_Выбранный отрывок:_
= = = =

В риторике власти «война» занимает то же место, что в моем детстве «мир». Это слово писали на плакатах, стенах, афишах и цветами на клумбах, включая ту, что была разбита на крыше бомбоубежища, мимо которого я каждый день ходил в школу. Лозунг «Миру — мир!» служил девизом социализма, который он навязывал своим клиентам и которым соблазнял остальных. Конечно, этот мир не мешал Хрущеву давить Венгрию, а Брежневу — Чехословакию. Но это, как сейчас с Украиной, называлось братской помощью и не мешало школьникам, вроде меня, учить на уроках гражданской обороны про ястребов из Пентагона, служивших поджигателями войны, а взрослым соглашаться на все, лишь бы ее не было.
Теперь вся эта противоречивая партийная конструкция вывернулась наизнанку и свелась к свирепому кличу «можем повторить». Поскольку настоящих ветеранов почти не осталось, то больше всего хотят повторить те, кто сам не воевал, да и детей не пустит — они же в Англии.

= = = =

_Задания:_
(1) Переведите на английский язык предложение из отрывка о риторике войны: «Лозунг «Миру — мир!» служил девизом социализма, который он навязывал своим клиентам и которым соблазнял остальных».
(2) Как, согласно отрывку о риторике войны, на уроках гражданской обороны называли ястребов из Пентагона?
(3) Обновите часть отрывка о риторике войны: начните со слов «В риторике власти», остановитесь после слов «ее не было.» и замените «школьникам» на «ученикам».

_Сохранённые записи:_
= = = =

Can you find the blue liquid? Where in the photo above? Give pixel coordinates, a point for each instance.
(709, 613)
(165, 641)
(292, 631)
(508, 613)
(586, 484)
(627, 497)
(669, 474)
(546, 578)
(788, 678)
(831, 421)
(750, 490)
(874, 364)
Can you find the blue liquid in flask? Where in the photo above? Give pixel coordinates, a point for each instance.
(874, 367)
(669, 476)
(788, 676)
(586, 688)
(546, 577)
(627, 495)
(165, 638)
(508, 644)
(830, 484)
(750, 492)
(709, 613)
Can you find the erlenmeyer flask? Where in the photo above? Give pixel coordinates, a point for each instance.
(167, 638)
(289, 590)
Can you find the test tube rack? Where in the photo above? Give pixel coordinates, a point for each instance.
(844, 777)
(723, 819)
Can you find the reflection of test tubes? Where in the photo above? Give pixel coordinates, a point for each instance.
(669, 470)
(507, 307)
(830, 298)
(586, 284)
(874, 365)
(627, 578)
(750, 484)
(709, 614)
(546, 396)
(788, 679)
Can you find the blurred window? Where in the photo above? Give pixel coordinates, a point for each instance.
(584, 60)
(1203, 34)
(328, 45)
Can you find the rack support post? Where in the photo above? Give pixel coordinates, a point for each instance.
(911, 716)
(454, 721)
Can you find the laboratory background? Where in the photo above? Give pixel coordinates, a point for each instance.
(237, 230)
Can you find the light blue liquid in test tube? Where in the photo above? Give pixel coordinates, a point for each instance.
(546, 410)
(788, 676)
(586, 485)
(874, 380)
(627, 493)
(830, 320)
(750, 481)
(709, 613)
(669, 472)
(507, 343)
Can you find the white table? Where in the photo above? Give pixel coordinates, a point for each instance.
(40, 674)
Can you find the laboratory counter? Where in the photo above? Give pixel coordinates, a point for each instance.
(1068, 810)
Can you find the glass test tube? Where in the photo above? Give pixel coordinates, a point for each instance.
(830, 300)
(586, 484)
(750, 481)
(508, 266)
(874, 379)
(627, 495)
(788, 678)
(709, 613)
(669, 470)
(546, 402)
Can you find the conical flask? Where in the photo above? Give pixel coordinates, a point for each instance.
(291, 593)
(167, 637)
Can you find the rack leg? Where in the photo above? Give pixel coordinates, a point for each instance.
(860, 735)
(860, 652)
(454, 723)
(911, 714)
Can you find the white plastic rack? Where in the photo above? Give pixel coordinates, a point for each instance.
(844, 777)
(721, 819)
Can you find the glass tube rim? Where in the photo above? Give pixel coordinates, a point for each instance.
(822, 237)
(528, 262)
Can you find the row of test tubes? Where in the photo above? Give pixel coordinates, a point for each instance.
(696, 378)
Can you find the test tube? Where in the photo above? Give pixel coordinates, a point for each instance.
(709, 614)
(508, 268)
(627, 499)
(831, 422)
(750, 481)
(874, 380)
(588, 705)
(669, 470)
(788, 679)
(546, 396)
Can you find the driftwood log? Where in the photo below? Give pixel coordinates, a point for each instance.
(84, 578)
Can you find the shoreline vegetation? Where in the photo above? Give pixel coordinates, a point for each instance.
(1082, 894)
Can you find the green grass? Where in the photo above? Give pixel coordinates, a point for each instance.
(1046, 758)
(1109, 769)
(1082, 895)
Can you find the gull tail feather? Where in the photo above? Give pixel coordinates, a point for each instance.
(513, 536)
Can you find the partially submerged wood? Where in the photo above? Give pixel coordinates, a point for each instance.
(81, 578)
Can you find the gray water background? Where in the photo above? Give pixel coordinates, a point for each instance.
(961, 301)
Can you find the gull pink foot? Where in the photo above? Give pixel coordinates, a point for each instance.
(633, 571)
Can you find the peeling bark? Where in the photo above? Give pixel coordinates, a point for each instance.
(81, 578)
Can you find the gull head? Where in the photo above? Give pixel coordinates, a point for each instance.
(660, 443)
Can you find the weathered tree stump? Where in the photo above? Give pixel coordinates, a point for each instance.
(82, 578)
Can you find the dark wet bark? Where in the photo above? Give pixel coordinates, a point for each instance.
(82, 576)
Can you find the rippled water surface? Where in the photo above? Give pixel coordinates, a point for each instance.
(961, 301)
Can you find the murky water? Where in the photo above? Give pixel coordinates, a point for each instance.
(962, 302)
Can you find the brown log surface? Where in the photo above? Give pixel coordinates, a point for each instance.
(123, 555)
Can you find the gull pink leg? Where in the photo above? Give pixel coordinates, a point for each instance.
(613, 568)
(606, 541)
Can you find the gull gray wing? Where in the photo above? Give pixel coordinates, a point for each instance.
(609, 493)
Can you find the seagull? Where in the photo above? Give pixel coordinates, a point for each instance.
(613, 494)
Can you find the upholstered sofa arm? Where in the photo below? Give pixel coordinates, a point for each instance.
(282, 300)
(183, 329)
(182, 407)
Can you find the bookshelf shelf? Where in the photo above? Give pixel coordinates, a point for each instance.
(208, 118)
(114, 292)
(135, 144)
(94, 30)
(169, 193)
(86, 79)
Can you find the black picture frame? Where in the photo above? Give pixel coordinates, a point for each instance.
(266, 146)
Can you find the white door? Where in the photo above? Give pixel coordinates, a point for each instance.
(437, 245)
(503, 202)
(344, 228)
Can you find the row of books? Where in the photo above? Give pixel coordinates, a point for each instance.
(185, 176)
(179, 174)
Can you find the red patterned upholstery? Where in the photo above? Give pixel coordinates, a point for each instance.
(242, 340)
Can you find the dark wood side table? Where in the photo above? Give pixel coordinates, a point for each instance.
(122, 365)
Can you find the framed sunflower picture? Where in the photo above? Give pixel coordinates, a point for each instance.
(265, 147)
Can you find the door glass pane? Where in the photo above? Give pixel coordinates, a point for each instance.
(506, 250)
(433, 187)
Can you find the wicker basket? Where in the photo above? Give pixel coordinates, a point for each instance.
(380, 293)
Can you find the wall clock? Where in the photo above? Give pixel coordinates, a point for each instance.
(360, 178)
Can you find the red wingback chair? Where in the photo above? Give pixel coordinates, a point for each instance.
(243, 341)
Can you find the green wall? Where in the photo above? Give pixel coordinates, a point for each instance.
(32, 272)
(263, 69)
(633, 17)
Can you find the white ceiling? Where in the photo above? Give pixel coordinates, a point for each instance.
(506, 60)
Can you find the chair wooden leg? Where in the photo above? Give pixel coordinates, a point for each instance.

= = = =

_Ответы к заданиям:_
(1) The slogan "Peace to the world!" served as the motto of socialism, which it imposed on its clients and with which it tempted everyone else.

(2) Поджигателями войны.

(3)
В риторике власти «война» занимает то же место, что в моем детстве «мир». Это слово писали на плакатах, стенах, афишах и цветами на клумбах, включая ту, что была разбита на крыше бомбоубежища, мимо которого я каждый день ходил в школу. Лозунг «Миру — мир!» служил девизом социализма, который он навязывал своим клиентам и которым соблазнял остальных. Конечно, этот мир не мешал Хрущеву давить Венгрию, а Брежневу — Чехословакию. Но это, как сейчас с Украиной, называлось братской помощью и не мешало ученикам, вроде меня, учить на уроках гражданской обороны про ястребов из Пентагона, служивших поджигателями войны, а взрослым соглашаться на все, лишь бы ее не было.